_MATERIAL PROVIDED:_
----

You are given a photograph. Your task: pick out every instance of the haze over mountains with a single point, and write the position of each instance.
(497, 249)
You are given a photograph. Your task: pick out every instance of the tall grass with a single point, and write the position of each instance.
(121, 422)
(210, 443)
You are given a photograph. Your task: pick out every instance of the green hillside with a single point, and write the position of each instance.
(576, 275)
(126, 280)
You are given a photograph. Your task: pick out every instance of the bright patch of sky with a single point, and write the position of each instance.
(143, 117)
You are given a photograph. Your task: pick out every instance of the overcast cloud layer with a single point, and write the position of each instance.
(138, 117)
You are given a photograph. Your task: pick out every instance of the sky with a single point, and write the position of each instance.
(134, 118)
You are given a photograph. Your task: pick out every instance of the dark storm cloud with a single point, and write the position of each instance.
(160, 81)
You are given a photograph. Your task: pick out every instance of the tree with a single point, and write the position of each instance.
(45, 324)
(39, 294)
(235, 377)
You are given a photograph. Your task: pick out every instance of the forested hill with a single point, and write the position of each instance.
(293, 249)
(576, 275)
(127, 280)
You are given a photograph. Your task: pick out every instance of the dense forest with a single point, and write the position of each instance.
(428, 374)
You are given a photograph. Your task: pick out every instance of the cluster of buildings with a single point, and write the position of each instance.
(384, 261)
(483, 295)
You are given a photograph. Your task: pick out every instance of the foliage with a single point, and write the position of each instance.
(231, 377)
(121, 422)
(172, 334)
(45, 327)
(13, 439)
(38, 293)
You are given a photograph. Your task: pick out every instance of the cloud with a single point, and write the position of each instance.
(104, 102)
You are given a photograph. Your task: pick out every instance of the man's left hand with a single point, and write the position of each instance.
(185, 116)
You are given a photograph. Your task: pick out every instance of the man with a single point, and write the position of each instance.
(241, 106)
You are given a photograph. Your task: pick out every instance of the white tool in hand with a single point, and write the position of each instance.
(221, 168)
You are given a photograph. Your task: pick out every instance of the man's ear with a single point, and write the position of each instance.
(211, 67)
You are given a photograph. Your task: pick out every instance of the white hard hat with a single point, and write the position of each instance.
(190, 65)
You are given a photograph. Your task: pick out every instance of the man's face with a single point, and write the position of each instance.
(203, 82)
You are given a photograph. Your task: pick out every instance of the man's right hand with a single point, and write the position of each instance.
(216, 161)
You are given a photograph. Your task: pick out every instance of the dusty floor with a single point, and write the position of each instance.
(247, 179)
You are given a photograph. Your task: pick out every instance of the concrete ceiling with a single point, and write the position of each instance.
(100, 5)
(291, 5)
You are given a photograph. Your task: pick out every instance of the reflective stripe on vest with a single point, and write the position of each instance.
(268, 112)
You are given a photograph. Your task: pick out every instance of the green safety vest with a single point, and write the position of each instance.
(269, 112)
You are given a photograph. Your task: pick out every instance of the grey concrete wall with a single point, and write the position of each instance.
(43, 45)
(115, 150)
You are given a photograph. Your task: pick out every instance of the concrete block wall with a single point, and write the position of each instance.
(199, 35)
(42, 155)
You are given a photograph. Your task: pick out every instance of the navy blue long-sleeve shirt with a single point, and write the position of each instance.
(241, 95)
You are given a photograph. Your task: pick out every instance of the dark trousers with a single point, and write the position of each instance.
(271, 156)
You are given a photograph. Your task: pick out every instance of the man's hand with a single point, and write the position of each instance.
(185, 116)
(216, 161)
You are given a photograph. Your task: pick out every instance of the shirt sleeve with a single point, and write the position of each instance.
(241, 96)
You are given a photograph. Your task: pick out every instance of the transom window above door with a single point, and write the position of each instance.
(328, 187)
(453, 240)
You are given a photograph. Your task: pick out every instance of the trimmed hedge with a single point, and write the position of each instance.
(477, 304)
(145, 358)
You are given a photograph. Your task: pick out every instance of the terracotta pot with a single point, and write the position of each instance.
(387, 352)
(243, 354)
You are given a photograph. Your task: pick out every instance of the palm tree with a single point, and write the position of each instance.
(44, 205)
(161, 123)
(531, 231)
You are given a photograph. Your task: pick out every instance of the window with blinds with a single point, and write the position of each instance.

----

_WORK ORDER:_
The data above should be returned exactly as written.

_RESULT OF THE EXERCISE:_
You are given a photograph. Your task: pick out every instance of the haze over mountains with a single point, and write the position of each instance.
(497, 249)
You are given a photograph. Your task: pick out every instance of the tall grass with a single point, and write the position of each instance.
(121, 422)
(210, 443)
You are given a photograph. Your task: pick out every instance of the green hillside with a single point, and write the position of each instance.
(576, 275)
(126, 280)
You are given a photograph. Your task: pick out every instance of the bright patch of sky with a single point, and write the position of each instance.
(143, 117)
You are given a photograph. Your task: pick out every instance of the overcast cloud layer with a single point, and write the position of each instance.
(138, 117)
You are given a photograph. Your task: pick out every instance of the sky with a single point, and write the position of each instance.
(134, 118)
You are given a photograph. Your task: pick out every instance of the dark storm cloud with a single point, and write the position of each instance.
(160, 81)
You are given a photograph. Your task: pick out every instance of the tree with a single point, and write the position of each instance.
(45, 324)
(39, 294)
(235, 377)
You are given a photograph. Your task: pick out every instance of the forested hill with a single point, and write the position of each instance.
(293, 249)
(576, 275)
(127, 280)
You are given a photograph. Your task: pick out every instance of the dense forest with a single point, and write the position of each instance.
(428, 374)
You are given a photograph. Your task: pick out every instance of the cluster of buildings with a single point, and write the position of each instance.
(384, 261)
(483, 295)
You are given a photograph. Your task: pick out every instance of the foliage with a single point, and write the position of each instance.
(231, 377)
(121, 422)
(172, 334)
(45, 327)
(13, 439)
(38, 293)
You are given a photograph. Your task: pick out every instance of the cloud with a single point, and write the position of each instance.
(104, 102)
You are given a photograph. Your task: pick out every instance of the man's left hand with a single point, and write the position of each instance.
(185, 116)
You are given a photograph. Your task: pick out every instance of the man with a single point, and write the position of each instance.
(241, 106)
You are given a photograph. Your task: pick out every instance of the white tool in hand with a single point, and write the position of each instance.
(221, 168)
You are given a photograph. Your task: pick out every instance of the man's ear with a single point, and write the position of each instance.
(211, 67)
You are given a photograph. Your task: pick out every instance of the white hard hat with a single point, and write the position of each instance.
(190, 65)
You are given a photograph. Your task: pick out every instance of the man's face with a single point, and write the position of each instance.
(203, 82)
You are given a photograph. Your task: pick out every instance of the man's right hand with a single point, and write the position of each instance.
(216, 161)
You are given a photograph. Your task: pick out every instance of the dusty floor with a single point, and write the position of each instance.
(247, 179)
You are given a photograph. Your task: pick out every instance of the concrete ceiling with a single point, and write the position of each instance.
(100, 5)
(291, 5)
You are given a photograph. Your task: pick out every instance of the reflective stripe on vest with a single point, and write the position of each instance.
(268, 112)
You are given a photograph. Your task: pick out every instance of the green safety vest with a single point, and write the position of each instance.
(269, 112)
You are given a photograph. Your task: pick out every instance of the grey concrete wall with a single point, and write the position of each instance.
(43, 45)
(115, 150)
You are given a photograph. Your task: pick out every instance of the concrete block wall with a single point, and write the position of each instance.
(199, 35)
(42, 155)
You are given a photograph. Your task: pick out every instance of the navy blue long-sleeve shirt with a single point, and write the position of each instance.
(241, 95)
You are given a photograph. Your task: pick out every instance of the dark trousers with a single point, and write the position of each instance.
(271, 156)
You are given a photograph. Your task: pick out every instance of the man's hand with a single point, and write the position of each instance.
(185, 116)
(216, 161)
You are given a photograph. Your task: pick out every instance of the shirt sleeve with a single point, and write the position of each instance.
(241, 96)
You are given a photograph. Your task: pick out every instance of the transom window above door with a single point, and write the position of each instance.
(328, 187)
(453, 240)
You are given a photograph. Your task: pick out every instance of the trimmed hedge with a single point, and write the position of each instance.
(477, 304)
(145, 358)
You are given a photograph. Your task: pick out every instance of the terracotta pot with a single point, and write the position of each instance.
(387, 352)
(243, 354)
You are given a photograph. Your task: pick out every instance of the palm tree with a single point, and write the position of each instance.
(44, 205)
(161, 123)
(531, 231)
You are given a photograph. Your task: pick out every instance of the window with blinds with a single point, and write the position of each instance.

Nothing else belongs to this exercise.